A Judaeo-Persian Letter from Dandan-Uiliq.

The British Library’s Asian and African studies blog, which I’ve posted about more than once (e.g.), has An eighth century Judaeo-Persian letter from Dandan-Uiliq (originally posted there by Ursula Sims-Williams 19 June 2020):

[…] The document was provisionally dated to the end of the eighth century when the site was abandoned, and this dating was confirmed by an analysis of the paper by Professor J. Wiesner (Margoliouth, pp. 742-3) which found that the structure was indistinguishable from the paper of Chinese documents found at Dandan Uiliq, dating from between 781 and 790.

The letter proved to be written in Judaeo-Persian, i.e. Persian written in Hebrew script. However since the beginning and end of each line was missing, there was only a limited amount of contextual information to be deduced (for an edition and translation see Utas, 1968 below). Mention of sheep trading and cloth indicates the document’s commercial nature and a reference to the author having written “more than 20 letters[1]” attests perhaps to a thriving trade. There is also an intriguing request for a harp required for instructing a girl how to play (see Yoshida, pp. 389-90 for a possible explanation of this).

In 2004, however, an almost intact leaf (BH1-19) of a similar document was acquired by the National Library of China. Published in 2008 (Zhang Zhan and Shi Guang), it appears to be the initial page of possibly the same letter and gives a more detailed historical context by referring to the defeat of the Tibetans at Kashgar which happened around 790.

The letter (translated by Zhang Zhan in Hansen, pp. 381-2) is from a Persian speaking Jew of Khotan to the ‘lord master’ Nisi Chilag, Abu Sahak and others on the subject of sheep trading. It lists bribes to officials, arranged no doubt in order of sociological importance and headed by a local ruler (dihgān) who can perhaps be identified with the King of Khotan or someone of equal status (Yoshida, p. 392). The gifts include a vase, scent, silk cloth, raw silk, sugar and other items which are not yet fully understood. Perhaps the most important information was the news from Kashgar that “They killed and captured all the Tibetans”. The writer himself contributed “a sum worth 100 strings of coins, or 100,000 coins” for the war effort.

As demonstrated by the montage above, the two documents are almost certainly part of the same letter with the National Library fragment forming the opening page and the British Library fragment a subsequent folio. From a morphological, palaeographical, and content-wise point of view we can be fairly certain that both were written by the same Judaeo-Persian trader. The author is identified in the second letter as ‘Sogdian,’ and despite being written in Persian, Yutaka Yoshida has convincingly argued on the basis of various sogdianisms in the letter itself that he was most likely a Persian speaking Sogdian Jew (Yoshida, pp. 390-92).

Taking both parts together the Dandan-Uiliq letter is probably the oldest surviving document of substance to be written in early New Persian, marking the first phase of the Persian language after the Islamic conquest. As such it provides important evidence for the development of the Persian language in addition to documenting the history of eighth-century Khotan.

(Via A Comprehensive Edition of Tocharian Manuscripts’ Facebook post.) And a happy Hanukkah to those of my readers who celebrate it!

Comments

  1. I am happy to see that that they specify that what they mean by “Judaeo-Persian” is merely “Persian written in Hebrew script.”

  2. I have been taught that Aramaic and its script had a long history of support and use in early Persian empires, and that the familiar Hebrew script was derived from Aramaic models.

* [PROBLEMS TO SOLVE]:
A. Answer these from the post on the Judaeo-Persian letter from Dandan-Uiliq:
(i) Which institution acquired the almost intact leaf BH1-19 in 2004?
(ii) What sum did the writer contribute for the war effort?
(iii) Between which years do the Chinese documents found at Dandan Uiliq date?
B. Please extend the post on the Judaeo-Persian letter from Dandan-Uiliq, picking up after its final line.
The data further down has nothing to do with this.

* [SOURCE EXCERPT]:
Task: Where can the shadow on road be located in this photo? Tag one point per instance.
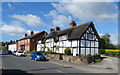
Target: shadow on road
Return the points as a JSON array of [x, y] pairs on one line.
[[103, 57], [14, 72], [48, 68]]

* [TASK-BY-TASK OUTPUTS]:
A.
(i) The National Library of China.
(ii) A sum worth 100 strings of coins, or 100,000 coins.
(iii) Between 781 and 790.

B.
    Is it by evolved differences in Hebrew script, or by the topics in the letter itself, that we know that the writer was Jewish?

    All those Nestorians wandering around central Asia, did they use Greek or Aramaic or don’t we know?

  3. David Marjanović says

    AFAIK, they used Aramaic, but in the Syriac script.

  4. ə de vivre says

    By the time the Church of the East, or the Nestorians, appear, the language they use is usually called Syriac rather than Aramaic. In fact, Syriac is often defined as the Eastern Aramaic dialect from Edessa that was adopted as the vehicle for Christianity by the Aramaic-speaking world. In the intervening time between the Achaemenids and the rise of Christianity, the Syriac script has become pretty far removed from the Aramaic script that gave rise to the Hebrew one.

    The Church of the East used their own flavour of the Syriac script, which you can see on Wikipedia if you’ve got the fonts, but the differences between the different styles of Syriac writing were less categorical than contemporary taxonomies make it seem.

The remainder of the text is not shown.